◆ Quoted passage ◆
○ ○ ○ ○ ○
If there is anything that fully demonstrates that Kenyans have completely lost their sense of empathy, it is the bodies that were brought in after his, on that cold morning.
He was coming home from a late night when he was hit by a car. The car kept moving.
He was trying to pull himself off the road, according to his friends, when a truck passed a few seconds later and crushed his spine.
Then he died, there, clutching for a roadside he would never reach.
The truck didn't stop either.
On the morning when they went to identify his body, they found well more than ten other bodies had been brought to the City Mortuary the same day.
So you can see that this is not an unusual story, but it is still sad.
A young man in the prime of his life, dead and buried now because one driver did not stop and take responsibility for his or her mistake.
Hit-and-runs are all too common on our roads, so much so that people do not stop or care anymore.
They put a bad taste in one's mouth – someone killing someone else, ending their life, and not giving a damn. But why don't they stop?
I have spoken to people who have tried to assist victims of hit-and-run incidents, or who have themselves caused a hit-and-run accident.
THE FIRST THOUGHT
For some, the first thought is to flee as soon as the thought of mob justice enters their minds. I can see how. We all remember the story of the man whose Prado was burnt to a cinder on Mbagathi Way.
This fear, they say, makes many drivers power on, leaving trails of blood in their wake and making an angry, distraught crowd even angrier.
I wonder whether any of these drivers call an ambulance at the very least, as they speed away from the scene.
For other people, victims are not assisted fast enough in hospital. There appears to be a rule in Kenya that you must have filed a police report before bringing a hit-and-run victim to hospital, otherwise medical staff will decline to treat him or her.
"I took a lady I hit once," said Mark (not his real name), "and the hospital refused to treat her because I did not have a police report, even after I had admitted it was my fault. By the time I went to the police station and came back, she was dead."
○ ○ ○ ○ ○
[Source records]
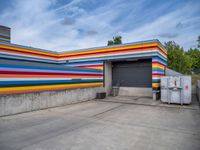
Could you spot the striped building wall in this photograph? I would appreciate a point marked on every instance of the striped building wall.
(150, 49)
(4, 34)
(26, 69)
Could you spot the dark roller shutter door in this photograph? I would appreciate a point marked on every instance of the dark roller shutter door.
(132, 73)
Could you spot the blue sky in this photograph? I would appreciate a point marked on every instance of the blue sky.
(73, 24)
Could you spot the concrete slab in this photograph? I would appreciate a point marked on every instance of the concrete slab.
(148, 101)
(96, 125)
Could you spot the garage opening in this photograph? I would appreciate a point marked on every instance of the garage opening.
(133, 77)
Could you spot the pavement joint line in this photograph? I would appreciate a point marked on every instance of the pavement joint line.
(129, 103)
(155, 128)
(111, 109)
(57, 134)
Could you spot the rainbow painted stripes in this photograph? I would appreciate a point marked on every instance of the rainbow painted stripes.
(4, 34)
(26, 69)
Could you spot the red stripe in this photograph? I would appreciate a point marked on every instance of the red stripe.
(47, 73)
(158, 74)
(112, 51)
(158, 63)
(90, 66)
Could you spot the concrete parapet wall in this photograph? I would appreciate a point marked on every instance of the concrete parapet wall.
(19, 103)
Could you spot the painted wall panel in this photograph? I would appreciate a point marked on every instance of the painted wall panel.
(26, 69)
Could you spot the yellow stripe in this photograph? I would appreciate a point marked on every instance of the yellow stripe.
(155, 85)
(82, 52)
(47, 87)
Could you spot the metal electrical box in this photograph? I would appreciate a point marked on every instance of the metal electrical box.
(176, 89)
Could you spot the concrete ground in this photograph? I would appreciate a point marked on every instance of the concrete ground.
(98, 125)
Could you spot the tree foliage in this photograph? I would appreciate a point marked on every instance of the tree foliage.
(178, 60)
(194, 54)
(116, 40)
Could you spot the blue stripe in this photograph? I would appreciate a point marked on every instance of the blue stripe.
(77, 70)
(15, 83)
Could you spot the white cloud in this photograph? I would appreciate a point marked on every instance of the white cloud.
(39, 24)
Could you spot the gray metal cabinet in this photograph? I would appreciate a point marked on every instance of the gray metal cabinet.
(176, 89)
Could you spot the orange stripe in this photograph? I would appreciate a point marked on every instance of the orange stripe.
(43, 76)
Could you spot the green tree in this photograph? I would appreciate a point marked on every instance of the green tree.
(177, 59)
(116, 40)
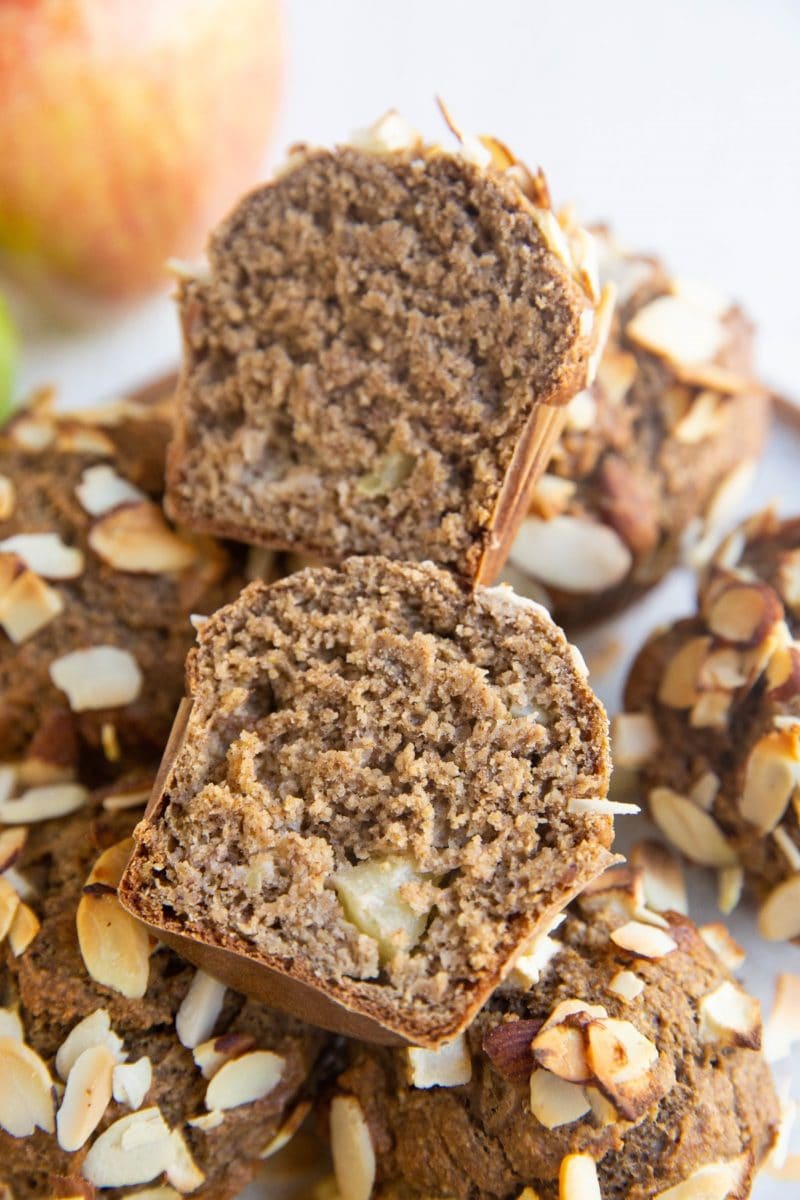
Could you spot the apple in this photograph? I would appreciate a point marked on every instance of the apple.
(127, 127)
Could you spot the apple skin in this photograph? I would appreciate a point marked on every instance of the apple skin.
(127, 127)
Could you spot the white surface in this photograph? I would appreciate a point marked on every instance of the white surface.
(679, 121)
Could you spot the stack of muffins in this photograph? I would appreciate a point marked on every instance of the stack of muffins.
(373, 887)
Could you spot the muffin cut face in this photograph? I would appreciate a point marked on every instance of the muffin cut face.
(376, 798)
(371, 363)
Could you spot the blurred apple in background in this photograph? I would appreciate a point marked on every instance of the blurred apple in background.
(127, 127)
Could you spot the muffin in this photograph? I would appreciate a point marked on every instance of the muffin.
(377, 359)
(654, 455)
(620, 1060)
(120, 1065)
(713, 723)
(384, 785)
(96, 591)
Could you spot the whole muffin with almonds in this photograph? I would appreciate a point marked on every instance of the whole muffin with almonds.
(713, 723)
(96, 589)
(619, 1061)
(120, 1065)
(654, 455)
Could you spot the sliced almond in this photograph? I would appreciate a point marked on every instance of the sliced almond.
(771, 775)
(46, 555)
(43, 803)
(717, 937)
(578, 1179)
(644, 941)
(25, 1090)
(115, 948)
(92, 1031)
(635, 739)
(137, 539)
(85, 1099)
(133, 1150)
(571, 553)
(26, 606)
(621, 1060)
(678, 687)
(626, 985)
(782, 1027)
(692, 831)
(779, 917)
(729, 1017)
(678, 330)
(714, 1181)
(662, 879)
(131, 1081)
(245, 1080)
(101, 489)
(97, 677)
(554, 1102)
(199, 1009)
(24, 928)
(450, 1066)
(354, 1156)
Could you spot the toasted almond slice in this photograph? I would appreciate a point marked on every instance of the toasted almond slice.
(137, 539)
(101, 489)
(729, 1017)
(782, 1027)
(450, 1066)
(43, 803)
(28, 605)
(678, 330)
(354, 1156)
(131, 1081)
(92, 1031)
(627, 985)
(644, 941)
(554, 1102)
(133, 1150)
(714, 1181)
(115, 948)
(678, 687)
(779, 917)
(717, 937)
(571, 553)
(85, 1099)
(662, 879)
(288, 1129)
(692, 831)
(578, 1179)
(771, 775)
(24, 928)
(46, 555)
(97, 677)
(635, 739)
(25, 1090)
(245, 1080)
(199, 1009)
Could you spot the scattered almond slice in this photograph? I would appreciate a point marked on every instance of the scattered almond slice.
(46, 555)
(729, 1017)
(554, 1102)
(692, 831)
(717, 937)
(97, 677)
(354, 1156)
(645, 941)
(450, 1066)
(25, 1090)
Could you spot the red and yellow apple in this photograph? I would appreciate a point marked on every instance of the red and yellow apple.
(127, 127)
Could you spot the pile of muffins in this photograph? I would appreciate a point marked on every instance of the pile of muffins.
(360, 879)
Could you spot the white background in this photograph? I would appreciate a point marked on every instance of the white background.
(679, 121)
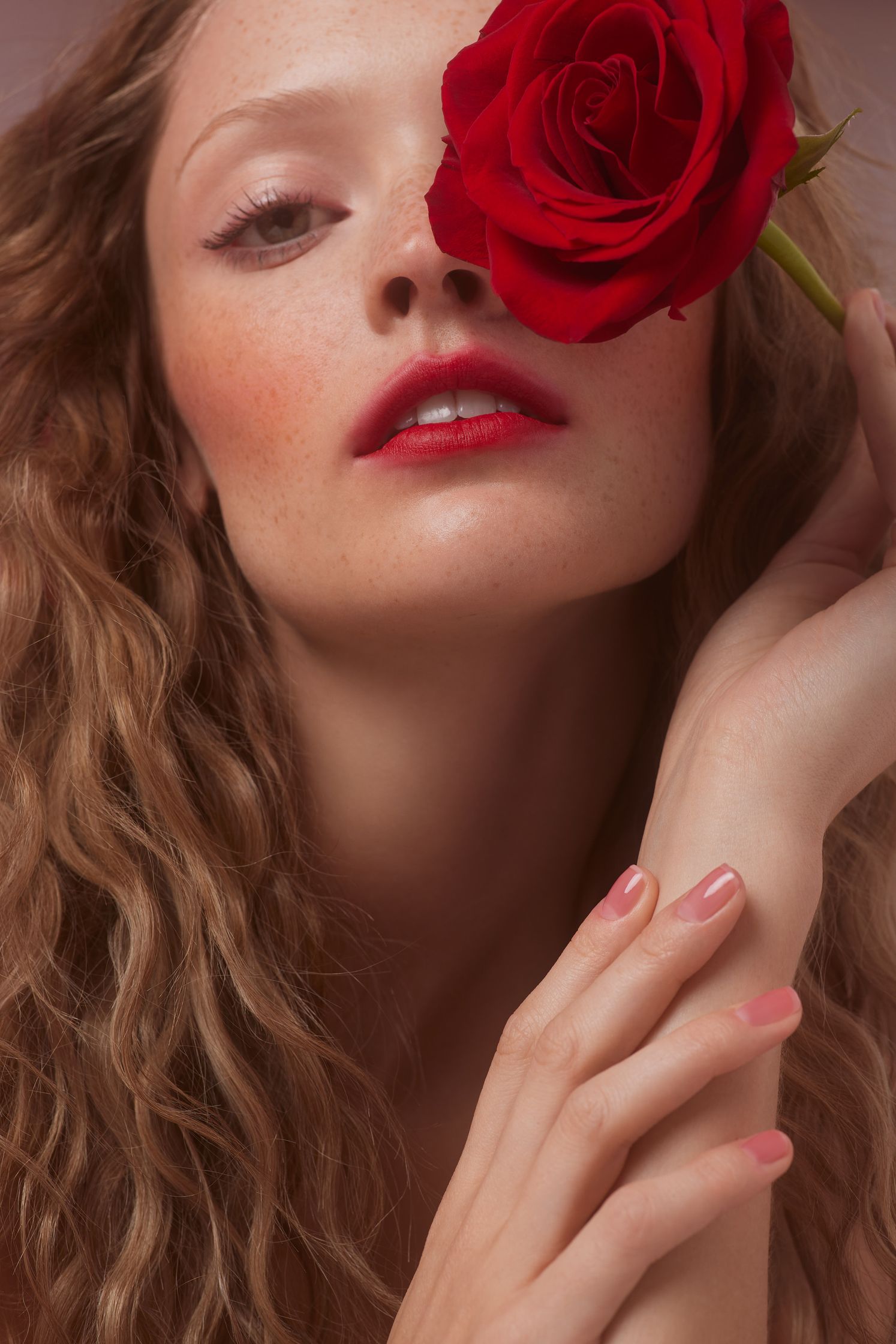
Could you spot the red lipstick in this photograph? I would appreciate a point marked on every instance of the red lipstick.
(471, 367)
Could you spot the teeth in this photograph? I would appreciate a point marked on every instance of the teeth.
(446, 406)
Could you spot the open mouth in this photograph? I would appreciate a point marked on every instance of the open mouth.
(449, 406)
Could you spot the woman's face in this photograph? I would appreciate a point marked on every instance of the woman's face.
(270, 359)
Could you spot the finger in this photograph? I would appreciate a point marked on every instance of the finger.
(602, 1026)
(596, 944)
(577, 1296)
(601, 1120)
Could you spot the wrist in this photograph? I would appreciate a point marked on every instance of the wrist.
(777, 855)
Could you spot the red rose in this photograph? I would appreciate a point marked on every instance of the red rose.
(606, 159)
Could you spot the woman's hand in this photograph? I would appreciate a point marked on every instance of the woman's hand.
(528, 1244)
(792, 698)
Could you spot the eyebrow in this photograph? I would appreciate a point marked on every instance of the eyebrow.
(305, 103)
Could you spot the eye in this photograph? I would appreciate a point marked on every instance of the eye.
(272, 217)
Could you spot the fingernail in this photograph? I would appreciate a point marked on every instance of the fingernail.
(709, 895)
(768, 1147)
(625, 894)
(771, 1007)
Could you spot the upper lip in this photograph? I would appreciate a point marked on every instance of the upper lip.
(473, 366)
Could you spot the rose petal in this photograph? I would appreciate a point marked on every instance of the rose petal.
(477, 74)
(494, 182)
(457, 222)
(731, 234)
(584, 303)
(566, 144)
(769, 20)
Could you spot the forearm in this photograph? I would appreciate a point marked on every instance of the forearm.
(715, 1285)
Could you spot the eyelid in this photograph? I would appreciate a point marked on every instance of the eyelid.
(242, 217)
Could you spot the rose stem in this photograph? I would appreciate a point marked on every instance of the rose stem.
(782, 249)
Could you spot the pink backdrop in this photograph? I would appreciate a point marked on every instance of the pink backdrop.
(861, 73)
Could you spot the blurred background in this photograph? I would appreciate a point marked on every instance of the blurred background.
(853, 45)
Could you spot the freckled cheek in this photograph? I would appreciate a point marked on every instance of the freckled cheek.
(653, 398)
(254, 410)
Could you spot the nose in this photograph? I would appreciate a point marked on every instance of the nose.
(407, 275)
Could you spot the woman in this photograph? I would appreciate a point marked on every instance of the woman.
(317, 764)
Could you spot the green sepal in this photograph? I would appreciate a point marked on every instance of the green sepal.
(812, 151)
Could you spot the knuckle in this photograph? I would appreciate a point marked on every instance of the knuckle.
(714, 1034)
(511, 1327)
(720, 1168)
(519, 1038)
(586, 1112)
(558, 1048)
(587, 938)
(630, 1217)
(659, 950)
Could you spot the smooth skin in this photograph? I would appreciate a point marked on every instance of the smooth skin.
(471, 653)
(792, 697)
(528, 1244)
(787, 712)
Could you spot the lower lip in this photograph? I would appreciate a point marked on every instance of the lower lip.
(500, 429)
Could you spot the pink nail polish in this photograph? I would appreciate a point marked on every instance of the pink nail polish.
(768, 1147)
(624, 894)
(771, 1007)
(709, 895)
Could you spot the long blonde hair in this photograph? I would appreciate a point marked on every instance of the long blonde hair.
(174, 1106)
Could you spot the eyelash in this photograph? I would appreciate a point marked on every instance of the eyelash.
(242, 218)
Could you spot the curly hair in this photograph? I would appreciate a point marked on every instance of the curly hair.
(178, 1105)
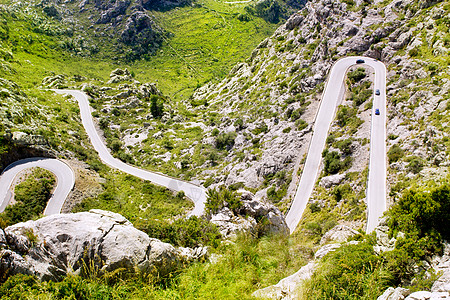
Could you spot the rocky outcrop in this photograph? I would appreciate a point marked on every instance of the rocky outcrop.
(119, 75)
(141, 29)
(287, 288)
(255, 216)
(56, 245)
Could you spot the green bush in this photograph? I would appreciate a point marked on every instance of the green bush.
○ ○ ○ ○ ○
◆ Exercise goal ◆
Please repeat the hit-and-run article word for word from "He was trying" to "didn't stop either.". The listing has no connection to the hit-and-run article.

◆ Solution for this problem ◆
He was trying to pull himself off the road, according to his friends, when a truck passed a few seconds later and crushed his spine.
Then he died, there, clutching for a roadside he would never reach.
The truck didn't stop either.